**Given task**
Write out the material exactly. Do not include the pictures.

========================

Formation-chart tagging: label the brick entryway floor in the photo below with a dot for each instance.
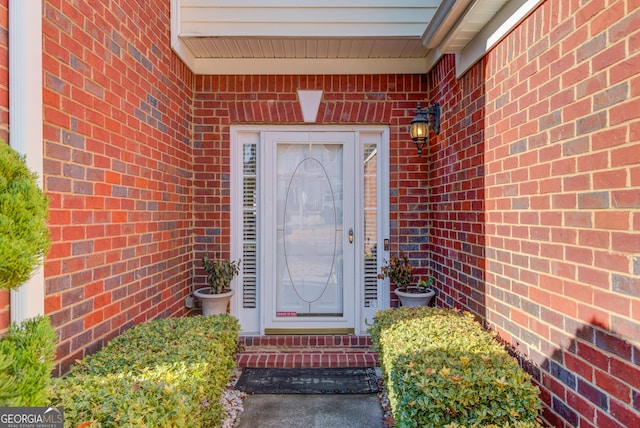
(306, 351)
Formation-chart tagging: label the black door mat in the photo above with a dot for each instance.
(359, 380)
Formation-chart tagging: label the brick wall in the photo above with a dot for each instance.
(561, 119)
(456, 188)
(118, 169)
(378, 99)
(5, 314)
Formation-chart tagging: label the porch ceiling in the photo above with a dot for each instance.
(323, 36)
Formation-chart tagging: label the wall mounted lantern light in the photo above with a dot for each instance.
(426, 119)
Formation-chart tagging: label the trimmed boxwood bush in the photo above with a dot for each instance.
(441, 368)
(164, 373)
(24, 234)
(27, 355)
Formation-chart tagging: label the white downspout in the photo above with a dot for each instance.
(26, 122)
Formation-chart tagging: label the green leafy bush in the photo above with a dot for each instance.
(164, 373)
(27, 355)
(442, 369)
(24, 234)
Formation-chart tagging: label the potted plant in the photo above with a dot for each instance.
(400, 271)
(215, 298)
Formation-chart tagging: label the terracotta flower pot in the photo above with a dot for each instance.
(414, 297)
(213, 304)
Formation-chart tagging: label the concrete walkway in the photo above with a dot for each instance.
(311, 411)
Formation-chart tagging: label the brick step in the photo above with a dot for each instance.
(306, 351)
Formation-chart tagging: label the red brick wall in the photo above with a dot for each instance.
(456, 188)
(561, 119)
(5, 314)
(118, 169)
(379, 99)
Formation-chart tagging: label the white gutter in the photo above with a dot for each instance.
(26, 121)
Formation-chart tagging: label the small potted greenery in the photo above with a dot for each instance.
(215, 298)
(399, 269)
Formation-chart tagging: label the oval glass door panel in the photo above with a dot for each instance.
(309, 231)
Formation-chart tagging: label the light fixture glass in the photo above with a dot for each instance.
(427, 119)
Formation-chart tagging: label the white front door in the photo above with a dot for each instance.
(310, 240)
(309, 218)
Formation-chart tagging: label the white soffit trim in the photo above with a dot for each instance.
(177, 44)
(309, 103)
(507, 18)
(312, 66)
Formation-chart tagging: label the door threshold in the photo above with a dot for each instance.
(307, 331)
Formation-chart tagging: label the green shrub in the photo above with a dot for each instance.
(164, 373)
(442, 369)
(24, 234)
(27, 355)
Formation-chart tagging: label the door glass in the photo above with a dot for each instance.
(309, 271)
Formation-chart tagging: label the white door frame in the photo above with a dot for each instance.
(253, 319)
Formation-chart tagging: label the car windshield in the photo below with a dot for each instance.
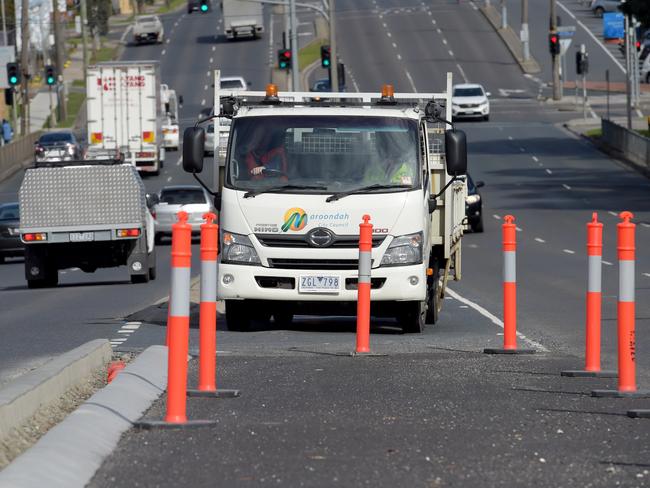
(182, 196)
(468, 92)
(9, 212)
(55, 138)
(327, 153)
(231, 84)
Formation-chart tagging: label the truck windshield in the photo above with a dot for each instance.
(328, 154)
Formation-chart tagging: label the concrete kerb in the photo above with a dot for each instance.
(510, 39)
(20, 399)
(69, 455)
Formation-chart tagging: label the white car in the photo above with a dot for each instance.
(171, 138)
(148, 28)
(470, 100)
(192, 199)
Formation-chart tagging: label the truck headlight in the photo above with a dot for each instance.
(238, 249)
(404, 250)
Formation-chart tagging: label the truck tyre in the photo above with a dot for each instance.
(238, 316)
(413, 317)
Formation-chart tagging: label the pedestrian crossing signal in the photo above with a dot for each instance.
(13, 74)
(284, 58)
(50, 75)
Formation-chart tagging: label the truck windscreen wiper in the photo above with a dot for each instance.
(279, 189)
(363, 189)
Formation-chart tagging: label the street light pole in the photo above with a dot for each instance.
(556, 59)
(525, 37)
(334, 66)
(295, 65)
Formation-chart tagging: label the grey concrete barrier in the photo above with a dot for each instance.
(632, 145)
(14, 155)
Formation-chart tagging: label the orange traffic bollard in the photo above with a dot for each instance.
(626, 314)
(208, 313)
(594, 300)
(363, 286)
(178, 332)
(509, 230)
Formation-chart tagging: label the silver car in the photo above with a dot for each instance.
(191, 198)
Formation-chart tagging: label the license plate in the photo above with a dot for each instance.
(319, 284)
(82, 236)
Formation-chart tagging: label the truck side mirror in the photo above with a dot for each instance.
(193, 149)
(456, 152)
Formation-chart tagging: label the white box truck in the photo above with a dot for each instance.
(124, 113)
(242, 18)
(296, 182)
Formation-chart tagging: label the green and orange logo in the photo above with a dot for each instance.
(294, 219)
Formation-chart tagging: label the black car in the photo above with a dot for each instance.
(57, 145)
(474, 205)
(10, 243)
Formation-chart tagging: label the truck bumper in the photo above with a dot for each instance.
(399, 283)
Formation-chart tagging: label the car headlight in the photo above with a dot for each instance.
(238, 249)
(404, 250)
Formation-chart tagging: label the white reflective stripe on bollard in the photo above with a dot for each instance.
(509, 266)
(180, 300)
(626, 281)
(595, 271)
(209, 281)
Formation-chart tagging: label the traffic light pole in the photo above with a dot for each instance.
(557, 93)
(334, 60)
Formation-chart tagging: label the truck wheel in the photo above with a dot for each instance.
(238, 316)
(413, 317)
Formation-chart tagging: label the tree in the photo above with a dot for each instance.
(639, 9)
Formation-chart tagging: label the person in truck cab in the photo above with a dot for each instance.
(267, 157)
(390, 165)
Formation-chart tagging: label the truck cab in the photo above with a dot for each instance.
(296, 181)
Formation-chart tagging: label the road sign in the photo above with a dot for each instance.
(614, 25)
(7, 55)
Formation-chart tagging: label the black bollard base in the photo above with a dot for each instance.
(214, 393)
(497, 350)
(620, 394)
(162, 425)
(639, 414)
(589, 374)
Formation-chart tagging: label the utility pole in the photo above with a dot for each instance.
(556, 58)
(24, 65)
(334, 66)
(525, 36)
(84, 35)
(628, 78)
(295, 65)
(59, 48)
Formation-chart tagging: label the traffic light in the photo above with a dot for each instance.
(284, 58)
(50, 75)
(582, 63)
(325, 56)
(13, 74)
(554, 43)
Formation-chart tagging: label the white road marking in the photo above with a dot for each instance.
(462, 72)
(494, 319)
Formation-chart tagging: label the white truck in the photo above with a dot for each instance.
(296, 182)
(124, 113)
(242, 18)
(85, 214)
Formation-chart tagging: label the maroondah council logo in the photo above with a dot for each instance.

========================

**Exercise answer**
Formation-chart tagging: label the brick entryway floor in the photo below with a dot for each instance.
(306, 351)
Formation-chart tagging: label the black door mat in the photo above with a dot for each instance.
(359, 380)
Formation-chart tagging: label the brick wall in the photo above with a dot for each instance.
(561, 119)
(456, 188)
(118, 169)
(378, 99)
(5, 314)
Formation-chart tagging: label the porch ceiling in the photo above with a dot for each instance.
(323, 36)
Formation-chart tagging: label the wall mounted lantern light in the photo above with a dot for each instance.
(426, 119)
Formation-chart tagging: label the trimmed boxwood bush in the photo above with a dot for each instance.
(441, 368)
(164, 373)
(24, 234)
(27, 355)
Formation-chart tagging: label the white downspout in the photo above with a dot for each instance.
(26, 122)
Formation-chart tagging: label the green leafy bush in the photo above with a dot for each instance.
(164, 373)
(27, 355)
(442, 369)
(24, 234)
Formation-chart tagging: label the potted plant in the photo above with a dot for each instance.
(400, 271)
(215, 298)
Formation-chart tagging: label the terracotta flower pot in the photo above with a dot for each instance.
(414, 297)
(213, 304)
Formation-chart tagging: label the concrete walkway in the photo above with a dot for each instance.
(311, 411)
Formation-chart tagging: label the brick step in the photo above with a dot for each instance.
(306, 351)
Formation-chart tagging: label the red brick wall in the photo above with a dot for each instance.
(456, 188)
(561, 119)
(5, 314)
(118, 169)
(379, 99)
Formation-chart tagging: label the white gutter in the photo above with a dot for each instance.
(26, 121)
Formation-chart tagging: label the small potted greenery in the photo above with a dot for each instance.
(215, 298)
(399, 269)
Formation-chart tagging: label the oval glass door panel in the photo above with a dot for each instance.
(309, 231)
Formation-chart tagging: label the light fixture glass in the photo above with a dot for each instance.
(427, 119)
Formation-chart tagging: label the white front door in the photo above with a dot for each instance.
(310, 240)
(309, 218)
Formation-chart tagging: label the white soffit trim in the photo above with a dot for each instance.
(177, 44)
(309, 103)
(507, 18)
(312, 66)
Formation-chart tagging: label the door threshold in the photo above with a dot for each instance.
(307, 331)
Formation-chart tagging: label the green shrub in the photo above with a dot for each instance.
(164, 373)
(442, 369)
(24, 234)
(27, 355)
Formation-chart tagging: label the door glass in the photo above with a dot for each instance.
(309, 271)
Formation-chart tagging: label the white door frame in the photo above with a dot for each instance.
(253, 319)
Formation-chart tagging: label the car windshield in the photo below with a dot for each instance.
(182, 196)
(468, 92)
(9, 212)
(55, 138)
(327, 153)
(231, 84)
Formation-chart tagging: label the truck windshield in the photo above with a dot for each instance.
(328, 154)
Formation-chart tagging: label the concrete kerb in the photo above with a dot for each instance.
(510, 39)
(20, 399)
(69, 455)
Formation-chart tagging: label the white car in the photo above with a dot for each instance.
(171, 138)
(148, 28)
(470, 100)
(192, 199)
Formation-chart tagging: label the truck headlight in the photo above with a dot for each instance.
(238, 249)
(404, 250)
Formation-chart tagging: label the truck tyre in the photo above with a dot for each instance.
(238, 316)
(413, 317)
Formation-chart tagging: label the pedestrian crossing signal in the photo above with a dot for each instance.
(13, 74)
(284, 58)
(50, 75)
Formation-chart tagging: label the truck windscreen wiper in the photo above with a dot for each instance.
(279, 189)
(363, 189)
Formation-chart tagging: label the street light pole in the photo above with a dot for each instance.
(556, 59)
(525, 37)
(334, 66)
(295, 65)
Formation-chart tagging: label the grey concrete barrier in the photo above with a dot for each instance.
(632, 145)
(14, 155)
Formation-chart tagging: label the orange traffic bollard in the photo above with a dot for each instance.
(626, 314)
(208, 313)
(594, 300)
(363, 286)
(178, 332)
(509, 230)
Formation-chart tagging: label the silver car in the photo above with a dot for each instance.
(191, 198)
Formation-chart tagging: label the license plate in the photo above with a dot for each instance.
(319, 284)
(82, 236)
Formation-chart tagging: label the truck side mirror in the photo above with a dot for each instance.
(193, 149)
(456, 152)
Formation-chart tagging: label the white box truck in the photo above with a dot for each instance.
(124, 113)
(242, 18)
(296, 182)
Formation-chart tagging: label the green and orange logo in the photo above with a dot for each instance.
(294, 219)
Formation-chart tagging: label the black car in the photo above with a dot for each instance.
(57, 145)
(474, 205)
(10, 243)
Formation-chart tagging: label the truck bumper in the photo above with a dot for each instance.
(399, 283)
Formation-chart tagging: label the car headlight in the photo above with a dot for each instance.
(238, 249)
(404, 250)
Formation-chart tagging: label the white reflective stripe on bollard in the photo above with a dot for each instance.
(509, 266)
(180, 300)
(626, 281)
(595, 271)
(209, 281)
Formation-chart tagging: label the traffic light pole in the photo above with a dot for each instance.
(557, 93)
(334, 60)
Formation-chart tagging: label the truck wheel in the photo above with a dot for each instance.
(238, 316)
(413, 317)
Formation-chart tagging: label the tree in the photo above with a dot for each instance.
(639, 9)
Formation-chart tagging: label the person in truck cab in the photo above with a dot for each instance.
(267, 157)
(390, 165)
Formation-chart tagging: label the truck cab in the photo above with a dot for each instance.
(296, 181)
Formation-chart tagging: label the road sign in the photo above with a dot for each instance.
(614, 25)
(7, 55)
Formation-chart tagging: label the black bollard base in the photo above with a dot for each instance.
(214, 393)
(497, 350)
(620, 394)
(162, 425)
(639, 414)
(589, 374)
Formation-chart tagging: label the utility pole in the photo above with a dot for each instance.
(556, 58)
(24, 65)
(334, 66)
(525, 36)
(84, 35)
(628, 78)
(295, 65)
(59, 48)
Formation-chart tagging: label the traffic light in the photo above with a dot for each instance.
(284, 58)
(50, 75)
(582, 63)
(325, 56)
(13, 74)
(554, 43)
Formation-chart tagging: label the white road marking in the photo above with a dot for each instance.
(462, 72)
(494, 319)
Formation-chart tagging: label the white truck in the photo above with a dot for each instance.
(296, 182)
(124, 113)
(242, 18)
(85, 214)
Formation-chart tagging: label the maroondah council logo in the photo above with a dot for each instance.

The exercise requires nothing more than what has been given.